** start PASSAGE SHOWN **

Meet Dave (2008) – Science Fiction

By Steve Biodrowski

Will Rogers famously said he never met a man he didn’t like, but then the avuncular humorist never had to MEET DAVE. The new Eddie Murphy comedy is like an awkward party guest who hopes you will be charmed by his earnest effort to overcome his lack of social graces, and just when you’re almost on the verge of giving him the benefit of the doubt, he belches loudly and rudely – and expects you to think he’s both cute and funny. Then when you have had enough and are about to throw him out, he breaks down and shows you his sensitive side so you’ll know he’s a warm human being with feelings, not just an obnoxious party crasher. Even if you’re gullible enough to believe him, the party has already been ruined, so while you might refrain from slamming the door in his face, you will not invite him back again.
Dave, of course, is not a person but a robot – more precisely, a spaceship. He’s come to retrieve a MacGuffin – in the form of a tiny meteorite – that landed on Earth three months back, but the people on his planet are so tiny that Dave is the only way they can move among Earth-folk without being crushed. Like almost all movie aliens, Dave’s crew are super smart and technologically advanced, but their intelligence and technology have provided them with only a ridiculously skewered view of Earth – well, American – culture.
Consequently, Dave’s attempt to move unnoticed among the local population are spectacularly unsuccessful (curiously, SATURDAY NIGHT ALUMNI Murphy never explains away his oddball behavior by claming to be from France). Murphy has done this stranger-in-a-strange-land routine before (COMING TO AMERICA and, in a way, A VAMPIRE IN BROOKYN), but here he ups the ante with a series of outrageous mannerisms meant to indicate not only an alien intelligence but a robotic body. The result perfectly achieves the intended awkwardness as he interacts with human. The scenes are, indeed, awkward. Really awkward. Really, really awkward.


So awkward, in fact, that you start to wonder why the filmmakers confused awkward with funny.
Fortunately, Dave’s crew gradually acclimates to Earth. As they do, the scenes grow slightly less awkward but not much funnier. Basically, the aliens are…well, alien – that is, not like us, although the difference is never clearly defined; it’s just assumed because that’s the way sci-fi movies work. Of course no matter how smart and efficient they are, these extra-terrestrials are lacking something – a certain special, almost indefinable quality that they find on Earth. The longer they stay on our planet, the more they start to warm up and exhibit an underlying – what shall we all it? – humanity.

** end PASSAGE SHOWN **

## LIST OF TASKS
- a) List every real person named in the Meet Dave review.
- b) In the rows, copy out the lines from the one holding "target: <item>man's face</item>" through the end of the rows, inclusive.
The review and the rows below it are separate and unrelated.

** start MATERIAL SUPPLIED **

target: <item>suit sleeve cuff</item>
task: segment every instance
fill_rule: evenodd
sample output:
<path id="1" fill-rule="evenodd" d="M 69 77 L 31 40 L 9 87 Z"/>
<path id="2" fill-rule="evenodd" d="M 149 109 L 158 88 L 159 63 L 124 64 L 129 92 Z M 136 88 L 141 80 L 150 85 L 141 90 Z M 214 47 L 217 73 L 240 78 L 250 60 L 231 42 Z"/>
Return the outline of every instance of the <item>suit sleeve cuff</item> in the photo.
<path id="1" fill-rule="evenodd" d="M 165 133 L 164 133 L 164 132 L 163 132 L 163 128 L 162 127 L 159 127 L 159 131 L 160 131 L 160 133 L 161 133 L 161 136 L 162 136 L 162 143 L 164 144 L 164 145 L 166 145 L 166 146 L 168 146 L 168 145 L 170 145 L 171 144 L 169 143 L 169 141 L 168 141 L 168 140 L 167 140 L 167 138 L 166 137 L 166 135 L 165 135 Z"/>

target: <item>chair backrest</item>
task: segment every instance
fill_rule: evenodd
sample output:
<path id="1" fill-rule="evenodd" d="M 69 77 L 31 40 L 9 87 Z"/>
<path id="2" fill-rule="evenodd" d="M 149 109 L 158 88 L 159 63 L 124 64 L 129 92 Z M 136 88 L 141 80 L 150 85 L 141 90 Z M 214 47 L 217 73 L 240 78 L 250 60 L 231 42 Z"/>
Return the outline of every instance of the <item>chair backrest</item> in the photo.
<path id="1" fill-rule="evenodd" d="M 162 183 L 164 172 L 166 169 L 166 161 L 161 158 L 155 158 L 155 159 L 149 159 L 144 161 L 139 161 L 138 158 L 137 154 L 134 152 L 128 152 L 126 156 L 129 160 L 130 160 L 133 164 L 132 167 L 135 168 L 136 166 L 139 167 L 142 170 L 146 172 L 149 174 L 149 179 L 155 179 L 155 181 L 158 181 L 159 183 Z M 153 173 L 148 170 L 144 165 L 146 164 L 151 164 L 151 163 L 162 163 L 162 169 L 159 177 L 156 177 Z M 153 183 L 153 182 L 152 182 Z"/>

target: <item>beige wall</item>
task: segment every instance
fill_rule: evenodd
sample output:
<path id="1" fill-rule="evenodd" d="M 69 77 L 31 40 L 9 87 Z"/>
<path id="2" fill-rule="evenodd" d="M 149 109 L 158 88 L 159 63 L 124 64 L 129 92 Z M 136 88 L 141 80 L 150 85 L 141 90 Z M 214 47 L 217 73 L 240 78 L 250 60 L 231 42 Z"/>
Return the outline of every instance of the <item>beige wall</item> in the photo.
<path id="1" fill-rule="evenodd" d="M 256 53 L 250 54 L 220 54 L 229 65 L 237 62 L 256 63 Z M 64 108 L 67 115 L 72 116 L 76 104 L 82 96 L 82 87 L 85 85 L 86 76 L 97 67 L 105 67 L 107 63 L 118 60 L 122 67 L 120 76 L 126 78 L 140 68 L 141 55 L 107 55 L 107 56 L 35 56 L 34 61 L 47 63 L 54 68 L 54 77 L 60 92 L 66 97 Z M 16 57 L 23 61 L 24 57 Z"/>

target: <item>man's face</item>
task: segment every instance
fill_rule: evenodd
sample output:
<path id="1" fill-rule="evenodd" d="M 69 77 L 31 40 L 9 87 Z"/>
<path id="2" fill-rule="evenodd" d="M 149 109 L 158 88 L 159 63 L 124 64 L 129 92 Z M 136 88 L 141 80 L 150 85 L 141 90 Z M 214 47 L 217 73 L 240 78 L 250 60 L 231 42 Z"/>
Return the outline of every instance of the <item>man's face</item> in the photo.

** end MATERIAL SUPPLIED **

## REPLIES
- a)
Steve Biodrowski
Will Rogers
Eddie Murphy

- b)
target: <item>man's face</item>
task: segment every instance
fill_rule: evenodd
sample output:
<path id="1" fill-rule="evenodd" d="M 69 77 L 31 40 L 9 87 Z"/>
<path id="2" fill-rule="evenodd" d="M 149 109 L 158 88 L 159 63 L 124 64 L 129 92 Z M 136 88 L 141 80 L 150 85 L 141 90 Z M 214 47 L 217 73 L 240 78 L 250 60 L 231 42 Z"/>
Return the outline of every instance of the <item>man's face</item> in the photo.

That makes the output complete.